## EXERCISE GOAL
Please retype all of the data below, word for word.

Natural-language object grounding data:

-- Opening Marker --

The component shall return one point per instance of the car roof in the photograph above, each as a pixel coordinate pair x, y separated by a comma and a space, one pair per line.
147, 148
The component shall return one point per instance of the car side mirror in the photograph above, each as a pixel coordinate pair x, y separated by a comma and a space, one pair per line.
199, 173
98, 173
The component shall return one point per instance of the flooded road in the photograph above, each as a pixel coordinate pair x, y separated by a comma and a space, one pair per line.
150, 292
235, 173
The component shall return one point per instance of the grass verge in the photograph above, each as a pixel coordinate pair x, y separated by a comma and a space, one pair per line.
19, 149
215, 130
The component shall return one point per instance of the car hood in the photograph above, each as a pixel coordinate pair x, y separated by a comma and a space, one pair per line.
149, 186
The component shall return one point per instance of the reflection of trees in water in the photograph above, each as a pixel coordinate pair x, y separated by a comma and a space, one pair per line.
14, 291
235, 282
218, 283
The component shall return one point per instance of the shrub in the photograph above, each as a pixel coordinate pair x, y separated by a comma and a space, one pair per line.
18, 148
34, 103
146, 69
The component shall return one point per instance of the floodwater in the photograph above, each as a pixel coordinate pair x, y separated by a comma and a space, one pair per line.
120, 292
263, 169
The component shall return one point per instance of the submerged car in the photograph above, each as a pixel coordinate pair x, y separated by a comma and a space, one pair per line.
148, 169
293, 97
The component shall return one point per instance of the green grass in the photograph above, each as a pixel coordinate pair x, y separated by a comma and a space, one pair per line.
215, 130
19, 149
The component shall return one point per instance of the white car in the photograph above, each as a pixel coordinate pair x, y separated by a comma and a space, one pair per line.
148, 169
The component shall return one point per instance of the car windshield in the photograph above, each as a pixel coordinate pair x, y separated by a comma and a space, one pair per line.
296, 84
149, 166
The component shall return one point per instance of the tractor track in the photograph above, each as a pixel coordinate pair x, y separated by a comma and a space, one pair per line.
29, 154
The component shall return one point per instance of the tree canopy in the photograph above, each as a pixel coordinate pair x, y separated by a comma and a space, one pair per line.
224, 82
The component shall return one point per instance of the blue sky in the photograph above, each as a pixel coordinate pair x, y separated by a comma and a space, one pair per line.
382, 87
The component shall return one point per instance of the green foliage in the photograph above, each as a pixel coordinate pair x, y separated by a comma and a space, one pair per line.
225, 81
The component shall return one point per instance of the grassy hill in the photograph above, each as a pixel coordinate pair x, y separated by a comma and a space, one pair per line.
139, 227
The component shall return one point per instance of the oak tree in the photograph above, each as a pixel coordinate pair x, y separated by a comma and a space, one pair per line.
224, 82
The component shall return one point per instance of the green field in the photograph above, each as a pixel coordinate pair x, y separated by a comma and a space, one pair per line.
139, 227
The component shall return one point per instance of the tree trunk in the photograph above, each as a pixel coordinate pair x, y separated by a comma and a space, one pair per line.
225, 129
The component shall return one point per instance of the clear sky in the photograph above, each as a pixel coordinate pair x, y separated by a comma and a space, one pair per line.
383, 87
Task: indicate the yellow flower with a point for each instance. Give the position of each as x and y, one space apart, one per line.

-- Closing Marker --

## WORKED SOLUTION
The component shall return one point per instance of the car roof in the photograph above, each as a pixel coordinate pair x, y separated by a comma and a space, one pair per line.
147, 148
The component shall return one point per instance of the car side mirror in the photograph above, each as a pixel coordinate pair x, y separated by a comma and a space, one pair per line.
199, 173
98, 173
The component shall return one point per instance of the flooded road in the photograph above, each as a pixel coordinate pair x, y separated by a comma and a space, one pair per line.
150, 292
235, 173
The component shall return one point per instance of the grass verge in the photograph above, each as a pixel coordinate pair x, y separated by a comma and a space, one pair per line.
19, 149
215, 130
The component shall return one point per instance of the car hood in the photograph above, each as a pixel coordinate pair x, y separated by a comma and a space, one pair per line.
149, 186
The component shall return one point per instance of the reflection of trees in water in the photograph above, each as a pixel coordinate pair x, y separated by a comma and a space, one pair per line.
14, 291
235, 282
218, 283
The component shall return one point per instance of the shrub in the photograph above, each as a pixel coordinate pair x, y separated by a comma and a space, one pair per line.
18, 148
34, 103
146, 69
The component shall return one point per instance of the floodwater in the photograph above, each as a pixel coordinate pair x, y separated by a comma and a space, one pair per line.
120, 292
263, 169
The component shall return one point per instance of the submerged car in the photograph above, each as a pixel coordinate pair x, y separated by a comma and a space, one pair per line.
148, 169
293, 97
The component shall return one point per instance of the green grass in the photograph above, each as a pixel coordinate pair x, y separated by a comma and a space, one pair per line.
215, 130
19, 149
The component shall return one point per instance of the white car in the photograph above, each as a pixel coordinate pair x, y separated by a comma and a space, one pair per line.
148, 169
The component shall return one point per instance of the car windshield in the photograph above, each as a pixel coordinate pair x, y separated by a comma and a space, one pair per line.
296, 84
149, 166
The component shall return one point per instance of the tractor track in the photograph above, each as a pixel coordinate pair x, y separated by a comma and a space, one pair per line.
29, 154
The component shall return one point per instance of the tree canopy in the photograph above, each as a pixel coordinate pair x, y separated by a comma and a space, one pair per line.
224, 82
The component shall return one point per instance of the blue sky in the photograph above, each as a pixel coordinate pair x, y separated by a comma and a space, one pair per line.
382, 87
The component shall return one point per instance of the green foliage in the photograph above, each as a pixel coordinate pair x, y separated by a comma and a space, one pair per line.
225, 81
The component shall return one point per instance of the grassy hill in the photograph above, each as a pixel coordinate pair x, y separated by a comma and a space, one pair per line.
139, 227
The component shall return one point per instance of the oak tree in the photograph above, each as a pixel coordinate pair x, y separated by a comma and a space, one pair per line.
224, 82
The component shall return one point per instance of the green field in the photograph above, each as a pixel coordinate pair x, y separated by a comma and a space, one pair per line.
139, 227
The component shall return one point per instance of the tree trunk in the photograph above, each as a pixel coordinate pair x, y separated by a comma and a space, one pair per line.
225, 129
The component shall return one point per instance of the clear sky in the photograph above, each as a pixel coordinate pair x, y separated by a comma and a space, one pair per line.
383, 87
Task: indicate the yellow flower with a point for each instance. Give the position of each as x and y, one space apart, one per line.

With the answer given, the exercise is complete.